## YOUR TASK
Each line below needs to be returned exactly. Skip any picture.

## TASK INPUT
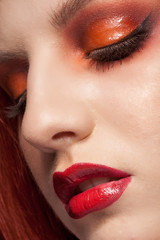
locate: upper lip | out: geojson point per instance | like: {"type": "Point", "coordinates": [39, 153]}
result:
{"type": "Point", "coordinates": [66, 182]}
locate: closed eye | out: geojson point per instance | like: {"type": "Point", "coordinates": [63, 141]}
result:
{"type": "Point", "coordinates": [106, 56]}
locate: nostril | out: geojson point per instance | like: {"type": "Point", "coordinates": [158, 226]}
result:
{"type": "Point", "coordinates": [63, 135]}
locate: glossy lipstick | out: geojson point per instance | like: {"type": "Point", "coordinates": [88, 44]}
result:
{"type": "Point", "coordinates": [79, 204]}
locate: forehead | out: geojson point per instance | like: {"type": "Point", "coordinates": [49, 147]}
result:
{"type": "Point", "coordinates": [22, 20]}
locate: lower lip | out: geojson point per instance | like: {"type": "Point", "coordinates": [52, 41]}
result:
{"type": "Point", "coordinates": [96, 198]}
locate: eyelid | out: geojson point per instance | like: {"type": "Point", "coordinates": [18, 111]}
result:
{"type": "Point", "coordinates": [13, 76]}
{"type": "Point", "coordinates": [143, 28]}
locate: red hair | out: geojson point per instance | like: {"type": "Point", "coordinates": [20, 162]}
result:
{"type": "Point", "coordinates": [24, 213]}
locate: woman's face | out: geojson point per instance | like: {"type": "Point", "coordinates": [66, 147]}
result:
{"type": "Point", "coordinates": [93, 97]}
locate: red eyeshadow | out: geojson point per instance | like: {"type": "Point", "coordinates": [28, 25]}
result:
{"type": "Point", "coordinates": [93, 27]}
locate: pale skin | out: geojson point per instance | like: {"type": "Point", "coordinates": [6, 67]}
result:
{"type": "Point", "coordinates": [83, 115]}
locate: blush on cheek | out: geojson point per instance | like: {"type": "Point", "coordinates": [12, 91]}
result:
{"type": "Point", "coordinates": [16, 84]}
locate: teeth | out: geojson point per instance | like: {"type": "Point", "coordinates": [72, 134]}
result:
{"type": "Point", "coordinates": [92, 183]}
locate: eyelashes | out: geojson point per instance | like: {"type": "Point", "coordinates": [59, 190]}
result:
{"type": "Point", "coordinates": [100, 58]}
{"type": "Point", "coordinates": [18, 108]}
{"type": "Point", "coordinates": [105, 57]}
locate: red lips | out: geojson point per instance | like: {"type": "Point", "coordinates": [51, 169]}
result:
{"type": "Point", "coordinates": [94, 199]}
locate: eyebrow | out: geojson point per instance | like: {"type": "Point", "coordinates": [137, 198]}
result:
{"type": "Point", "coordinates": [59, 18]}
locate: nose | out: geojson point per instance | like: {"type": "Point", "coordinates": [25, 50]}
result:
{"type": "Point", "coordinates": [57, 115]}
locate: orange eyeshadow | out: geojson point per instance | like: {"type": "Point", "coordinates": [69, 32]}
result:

## RESPONSE FOR THIS EXERCISE
locate: upper lip | out: geojson point per instance | like: {"type": "Point", "coordinates": [39, 153]}
result:
{"type": "Point", "coordinates": [66, 182]}
locate: closed eye | out: geojson point per instance | like: {"type": "Point", "coordinates": [63, 141]}
result:
{"type": "Point", "coordinates": [106, 56]}
locate: nostril | out: geojson point per instance | like: {"type": "Point", "coordinates": [158, 226]}
result:
{"type": "Point", "coordinates": [63, 135]}
locate: glossy lipstick | out: geojson point per instance | like: {"type": "Point", "coordinates": [88, 44]}
result:
{"type": "Point", "coordinates": [79, 204]}
locate: forehead | out: geojson point per instance | like: {"type": "Point", "coordinates": [49, 147]}
result:
{"type": "Point", "coordinates": [22, 20]}
locate: lower lip | out: geojson point per instance | like: {"type": "Point", "coordinates": [52, 41]}
result:
{"type": "Point", "coordinates": [96, 198]}
locate: eyelid | out: geojson point per instance | like: {"type": "Point", "coordinates": [18, 111]}
result:
{"type": "Point", "coordinates": [13, 76]}
{"type": "Point", "coordinates": [143, 28]}
locate: red hair | out: geojson point per instance | like: {"type": "Point", "coordinates": [20, 162]}
result:
{"type": "Point", "coordinates": [24, 213]}
locate: woman's face | out: geojson point per instance | like: {"type": "Point", "coordinates": [66, 147]}
result:
{"type": "Point", "coordinates": [93, 97]}
locate: red eyeshadow | out: geojson point per instance | like: {"type": "Point", "coordinates": [28, 25]}
result:
{"type": "Point", "coordinates": [93, 27]}
locate: pale skin | out: geojson point per instance | like: {"type": "Point", "coordinates": [6, 67]}
result:
{"type": "Point", "coordinates": [83, 115]}
locate: blush on cheek | out: geojson point per instance | like: {"type": "Point", "coordinates": [12, 91]}
result:
{"type": "Point", "coordinates": [16, 84]}
locate: teeth | out: geojson point per instance | like: {"type": "Point", "coordinates": [72, 134]}
result:
{"type": "Point", "coordinates": [92, 183]}
locate: eyelashes | out: geojson point per instance | like: {"type": "Point", "coordinates": [59, 190]}
result:
{"type": "Point", "coordinates": [100, 58]}
{"type": "Point", "coordinates": [18, 108]}
{"type": "Point", "coordinates": [105, 57]}
locate: red lips | out: geojson point per instance | like: {"type": "Point", "coordinates": [51, 169]}
result:
{"type": "Point", "coordinates": [94, 199]}
locate: eyebrow | out: geojson point per instance | like: {"type": "Point", "coordinates": [137, 198]}
result:
{"type": "Point", "coordinates": [59, 18]}
locate: nose | out: geojson point per instance | like: {"type": "Point", "coordinates": [25, 50]}
result:
{"type": "Point", "coordinates": [57, 115]}
locate: orange eyeshadow | out: geojson point per instance | like: {"type": "Point", "coordinates": [69, 32]}
result:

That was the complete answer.